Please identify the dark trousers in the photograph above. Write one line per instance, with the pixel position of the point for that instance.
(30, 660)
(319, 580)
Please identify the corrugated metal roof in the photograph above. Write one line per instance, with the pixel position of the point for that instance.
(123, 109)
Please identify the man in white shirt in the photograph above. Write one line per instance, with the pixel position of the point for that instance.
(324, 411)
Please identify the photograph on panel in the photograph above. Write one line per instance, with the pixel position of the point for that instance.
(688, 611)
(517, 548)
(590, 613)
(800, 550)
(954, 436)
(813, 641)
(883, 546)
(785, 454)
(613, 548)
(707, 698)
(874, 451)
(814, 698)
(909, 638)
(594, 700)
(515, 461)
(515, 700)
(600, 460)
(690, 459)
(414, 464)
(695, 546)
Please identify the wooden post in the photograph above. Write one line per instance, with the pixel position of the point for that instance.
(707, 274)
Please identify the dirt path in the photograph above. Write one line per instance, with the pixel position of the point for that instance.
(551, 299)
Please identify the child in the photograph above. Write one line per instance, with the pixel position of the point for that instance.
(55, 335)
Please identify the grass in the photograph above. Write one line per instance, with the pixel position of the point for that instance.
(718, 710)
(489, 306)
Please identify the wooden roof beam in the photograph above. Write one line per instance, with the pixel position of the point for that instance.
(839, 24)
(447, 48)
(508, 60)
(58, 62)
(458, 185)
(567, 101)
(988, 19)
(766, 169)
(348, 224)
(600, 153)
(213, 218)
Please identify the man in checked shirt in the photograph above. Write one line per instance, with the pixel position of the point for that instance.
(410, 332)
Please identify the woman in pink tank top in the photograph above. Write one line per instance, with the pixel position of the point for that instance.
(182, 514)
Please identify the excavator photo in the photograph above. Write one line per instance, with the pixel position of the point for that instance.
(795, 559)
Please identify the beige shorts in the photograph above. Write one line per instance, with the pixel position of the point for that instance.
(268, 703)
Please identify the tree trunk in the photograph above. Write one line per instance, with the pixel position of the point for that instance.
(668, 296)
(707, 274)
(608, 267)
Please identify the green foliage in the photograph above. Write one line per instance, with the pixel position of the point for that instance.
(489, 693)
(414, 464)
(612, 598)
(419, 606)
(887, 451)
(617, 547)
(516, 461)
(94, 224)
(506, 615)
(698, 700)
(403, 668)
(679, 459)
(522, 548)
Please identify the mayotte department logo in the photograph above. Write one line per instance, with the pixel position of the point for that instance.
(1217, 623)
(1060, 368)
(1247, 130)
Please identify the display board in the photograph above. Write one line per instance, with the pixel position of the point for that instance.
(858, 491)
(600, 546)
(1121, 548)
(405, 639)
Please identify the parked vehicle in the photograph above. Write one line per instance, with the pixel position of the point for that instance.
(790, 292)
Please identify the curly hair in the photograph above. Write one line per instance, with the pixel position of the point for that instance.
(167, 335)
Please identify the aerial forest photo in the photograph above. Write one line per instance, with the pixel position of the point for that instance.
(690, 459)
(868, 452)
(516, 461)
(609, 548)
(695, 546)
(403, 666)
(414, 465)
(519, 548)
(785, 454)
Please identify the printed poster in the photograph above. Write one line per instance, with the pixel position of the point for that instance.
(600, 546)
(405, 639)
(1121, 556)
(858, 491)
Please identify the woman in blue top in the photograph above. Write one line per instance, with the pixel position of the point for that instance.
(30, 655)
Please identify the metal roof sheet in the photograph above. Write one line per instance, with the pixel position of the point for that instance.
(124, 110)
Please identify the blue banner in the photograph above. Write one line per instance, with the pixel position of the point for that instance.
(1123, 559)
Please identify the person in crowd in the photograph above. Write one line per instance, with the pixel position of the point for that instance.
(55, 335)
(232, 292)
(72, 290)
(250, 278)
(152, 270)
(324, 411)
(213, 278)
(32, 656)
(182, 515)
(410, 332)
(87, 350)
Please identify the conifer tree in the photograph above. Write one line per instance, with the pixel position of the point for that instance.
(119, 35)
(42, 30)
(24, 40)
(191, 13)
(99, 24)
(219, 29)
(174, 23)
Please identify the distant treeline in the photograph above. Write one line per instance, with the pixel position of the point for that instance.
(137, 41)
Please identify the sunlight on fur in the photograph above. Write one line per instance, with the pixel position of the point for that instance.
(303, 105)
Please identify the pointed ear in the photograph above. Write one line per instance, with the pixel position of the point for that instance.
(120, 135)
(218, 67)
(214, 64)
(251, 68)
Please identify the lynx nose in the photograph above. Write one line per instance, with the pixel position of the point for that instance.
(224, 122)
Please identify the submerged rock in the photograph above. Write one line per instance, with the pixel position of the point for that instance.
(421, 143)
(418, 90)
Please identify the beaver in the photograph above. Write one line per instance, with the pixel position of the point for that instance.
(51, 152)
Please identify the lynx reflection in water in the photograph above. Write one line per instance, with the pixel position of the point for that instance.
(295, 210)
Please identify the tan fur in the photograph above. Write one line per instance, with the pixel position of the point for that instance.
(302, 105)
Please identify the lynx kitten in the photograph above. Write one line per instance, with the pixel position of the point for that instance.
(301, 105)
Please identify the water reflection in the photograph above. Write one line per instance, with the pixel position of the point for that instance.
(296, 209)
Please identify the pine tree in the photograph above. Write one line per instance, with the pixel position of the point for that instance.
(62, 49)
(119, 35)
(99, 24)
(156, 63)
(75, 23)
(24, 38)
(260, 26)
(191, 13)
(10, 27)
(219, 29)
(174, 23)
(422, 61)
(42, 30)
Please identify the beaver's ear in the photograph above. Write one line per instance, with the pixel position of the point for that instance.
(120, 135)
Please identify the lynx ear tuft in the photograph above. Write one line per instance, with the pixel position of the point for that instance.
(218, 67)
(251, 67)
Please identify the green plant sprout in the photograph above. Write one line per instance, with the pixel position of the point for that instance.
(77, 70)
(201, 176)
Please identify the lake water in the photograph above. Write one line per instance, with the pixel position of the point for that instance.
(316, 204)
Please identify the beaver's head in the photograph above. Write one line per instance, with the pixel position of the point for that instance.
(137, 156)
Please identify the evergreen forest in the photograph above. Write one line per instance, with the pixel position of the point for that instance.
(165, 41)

..........

上の資料を1行ずつ、「番号」と「内容」の2列のMarkdownの表にしてください。空の行は入れないでください。

| 番号 | 内容 |
|---|---|
| 1 | Please identify the dark trousers in the photograph above. Write one line per instance, with the pixel position of the point for that instance. |
| 2 | (30, 660) |
| 3 | (319, 580) |
| 4 | Please identify the corrugated metal roof in the photograph above. Write one line per instance, with the pixel position of the point for that instance. |
| 5 | (123, 109) |
| 6 | Please identify the man in white shirt in the photograph above. Write one line per instance, with the pixel position of the point for that instance. |
| 7 | (324, 411) |
| 8 | Please identify the photograph on panel in the photograph above. Write one line per instance, with the pixel position of the point for that instance. |
| 9 | (688, 611) |
| 10 | (517, 548) |
| 11 | (590, 613) |
| 12 | (800, 550) |
| 13 | (954, 436) |
| 14 | (813, 641) |
| 15 | (883, 546) |
| 16 | (785, 454) |
| 17 | (613, 548) |
| 18 | (707, 698) |
| 19 | (874, 451) |
| 20 | (814, 698) |
| 21 | (909, 638) |
| 22 | (594, 700) |
| 23 | (515, 461) |
| 24 | (515, 700) |
| 25 | (600, 460) |
| 26 | (690, 459) |
| 27 | (414, 464) |
| 28 | (695, 546) |
| 29 | Please identify the wooden post in the photograph above. Write one line per instance, with the pixel position of the point for that instance. |
| 30 | (707, 274) |
| 31 | Please identify the dirt path in the photograph above. Write one line per instance, with the pixel position of the point for that instance. |
| 32 | (551, 299) |
| 33 | Please identify the child in the photograph above. Write one line per instance, with the pixel position of the point for that instance. |
| 34 | (55, 335) |
| 35 | Please identify the grass in the photograph above. Write one line per instance, with the pixel position of the point for that instance. |
| 36 | (718, 710) |
| 37 | (489, 306) |
| 38 | Please identify the wooden roof beam in the photograph above. Write one line per instance, with the pixel position of the point for that instance. |
| 39 | (839, 24) |
| 40 | (447, 48) |
| 41 | (508, 60) |
| 42 | (58, 62) |
| 43 | (458, 185) |
| 44 | (567, 101) |
| 45 | (988, 19) |
| 46 | (766, 169) |
| 47 | (348, 224) |
| 48 | (600, 153) |
| 49 | (213, 218) |
| 50 | Please identify the man in checked shirt in the photograph above. Write one line per instance, with the pixel position of the point for that instance. |
| 51 | (410, 332) |
| 52 | Please identify the woman in pink tank top in the photograph above. Write one line per instance, with the pixel position of the point for that instance. |
| 53 | (182, 514) |
| 54 | Please identify the excavator photo in the photograph above. Write one line per instance, with the pixel position of the point for that instance. |
| 55 | (795, 559) |
| 56 | Please identify the beige shorts in the photograph above. Write one line per instance, with the pixel position of the point for that instance. |
| 57 | (268, 703) |
| 58 | Please identify the tree trunk in the photograph above. Write one line per instance, with the pixel position of the point for that instance. |
| 59 | (668, 296) |
| 60 | (707, 274) |
| 61 | (608, 267) |
| 62 | Please identify the green foliage in the photograph above. Write one line per instance, with the pixel position of the point for that instance. |
| 63 | (489, 693) |
| 64 | (414, 464) |
| 65 | (612, 598) |
| 66 | (419, 606) |
| 67 | (887, 451) |
| 68 | (617, 547) |
| 69 | (516, 461) |
| 70 | (94, 224) |
| 71 | (506, 615) |
| 72 | (698, 700) |
| 73 | (403, 668) |
| 74 | (679, 459) |
| 75 | (522, 548) |
| 76 | Please identify the mayotte department logo in the photograph above. Write one line per instance, with the pixel position of the point for that instance. |
| 77 | (1217, 623) |
| 78 | (1060, 368) |
| 79 | (1247, 130) |
| 80 | Please identify the display board in the photograph above. Write one line per instance, with the pixel position of the point for that instance. |
| 81 | (858, 491) |
| 82 | (600, 546) |
| 83 | (1121, 548) |
| 84 | (405, 639) |
| 85 | Please identify the parked vehicle in the photograph above. Write one line per instance, with the pixel position of the point for that instance. |
| 86 | (790, 292) |
| 87 | Please identify the curly hair in the photograph above. Write one line per instance, with the pixel position of the point for that instance. |
| 88 | (167, 335) |
| 89 | Please identify the aerial forest photo in the photograph above. Write one line per instance, with the pixel position of the point for that instance. |
| 90 | (690, 459) |
| 91 | (868, 452) |
| 92 | (516, 461) |
| 93 | (609, 548) |
| 94 | (695, 546) |
| 95 | (403, 666) |
| 96 | (414, 465) |
| 97 | (519, 548) |
| 98 | (785, 454) |
| 99 | Please identify the printed poster in the photograph above. Write one line per instance, with the pixel position of the point for that instance. |
| 100 | (600, 546) |
| 101 | (405, 639) |
| 102 | (1121, 556) |
| 103 | (858, 491) |
| 104 | Please identify the woman in blue top in the photograph above. Write one line per instance, with the pixel position of the point for that instance. |
| 105 | (30, 655) |
| 106 | Please identify the metal roof sheet in the photograph above. Write one line per instance, with the pixel position of the point for that instance. |
| 107 | (124, 110) |
| 108 | Please identify the blue banner in the photograph above. Write one line per instance, with the pixel position of the point for that instance. |
| 109 | (1123, 559) |
| 110 | Please identify the person in crowd in the photograph above. Write one line per instance, with the pixel position of the point for that instance. |
| 111 | (55, 335) |
| 112 | (232, 292) |
| 113 | (72, 290) |
| 114 | (250, 278) |
| 115 | (152, 270) |
| 116 | (324, 411) |
| 117 | (213, 278) |
| 118 | (32, 656) |
| 119 | (182, 515) |
| 120 | (410, 332) |
| 121 | (87, 350) |
| 122 | Please identify the conifer tree in the photograph above. Write one line per instance, with the pixel position of the point for that instance. |
| 123 | (119, 35) |
| 124 | (42, 30) |
| 125 | (24, 40) |
| 126 | (191, 13) |
| 127 | (99, 24) |
| 128 | (219, 29) |
| 129 | (174, 23) |
| 130 | Please identify the distant treeline in the photograph above. Write one line per instance, with the pixel position of the point for that instance. |
| 131 | (137, 41) |
| 132 | Please identify the sunlight on fur in the photograph above. Write one line per instance, with the pixel position of the point for that instance. |
| 133 | (303, 105) |
| 134 | Please identify the pointed ear in the photograph above. Write one line per instance, with the pixel position of the point for that instance. |
| 135 | (120, 135) |
| 136 | (218, 67) |
| 137 | (214, 64) |
| 138 | (251, 68) |
| 139 | Please identify the lynx nose in the photograph above. Write one line per instance, with the pixel position of the point for that instance. |
| 140 | (224, 122) |
| 141 | Please identify the submerged rock in the photograph above. Write one line per instance, with the pixel position of the point for that instance. |
| 142 | (421, 143) |
| 143 | (418, 90) |
| 144 | Please identify the beaver in the photograph above. Write one line per instance, with the pixel position of the point for that instance. |
| 145 | (51, 152) |
| 146 | Please identify the lynx reflection in water in the photograph above. Write one line per instance, with the pixel position of the point for that instance. |
| 147 | (295, 210) |
| 148 | Please identify the tan fur in the photograph above. Write one line per instance, with the pixel position of the point for that instance. |
| 149 | (302, 105) |
| 150 | Please identify the lynx kitten in the photograph above. Write one line per instance, with the pixel position of the point for that instance. |
| 151 | (301, 105) |
| 152 | Please identify the water reflection in the photograph above. Write one line per instance, with the pixel position of the point for that instance. |
| 153 | (296, 209) |
| 154 | Please identify the pine tree in the photograph above. Write one line per instance, with the pixel position of the point for that instance. |
| 155 | (62, 49) |
| 156 | (119, 35) |
| 157 | (99, 24) |
| 158 | (156, 63) |
| 159 | (75, 23) |
| 160 | (24, 38) |
| 161 | (260, 26) |
| 162 | (191, 13) |
| 163 | (10, 27) |
| 164 | (219, 29) |
| 165 | (174, 23) |
| 166 | (422, 61) |
| 167 | (42, 30) |
| 168 | Please identify the beaver's ear in the photograph above. Write one line per instance, with the pixel position of the point for that instance. |
| 169 | (120, 135) |
| 170 | Please identify the lynx ear tuft in the photograph above. Write one line per instance, with the pixel position of the point for that instance. |
| 171 | (218, 67) |
| 172 | (251, 67) |
| 173 | Please identify the green plant sprout in the photograph above. Write one line per instance, with the pixel position of the point for that instance. |
| 174 | (77, 70) |
| 175 | (201, 176) |
| 176 | Please identify the lake water in the photograph above. Write one line per instance, with the pixel position of the point for that instance. |
| 177 | (316, 204) |
| 178 | Please identify the beaver's head in the photograph above. Write one line per instance, with the pixel position of the point for that instance. |
| 179 | (137, 156) |
| 180 | Please identify the evergreen forest in the photograph above. Write one line per instance, with the pixel position of the point for that instance. |
| 181 | (165, 41) |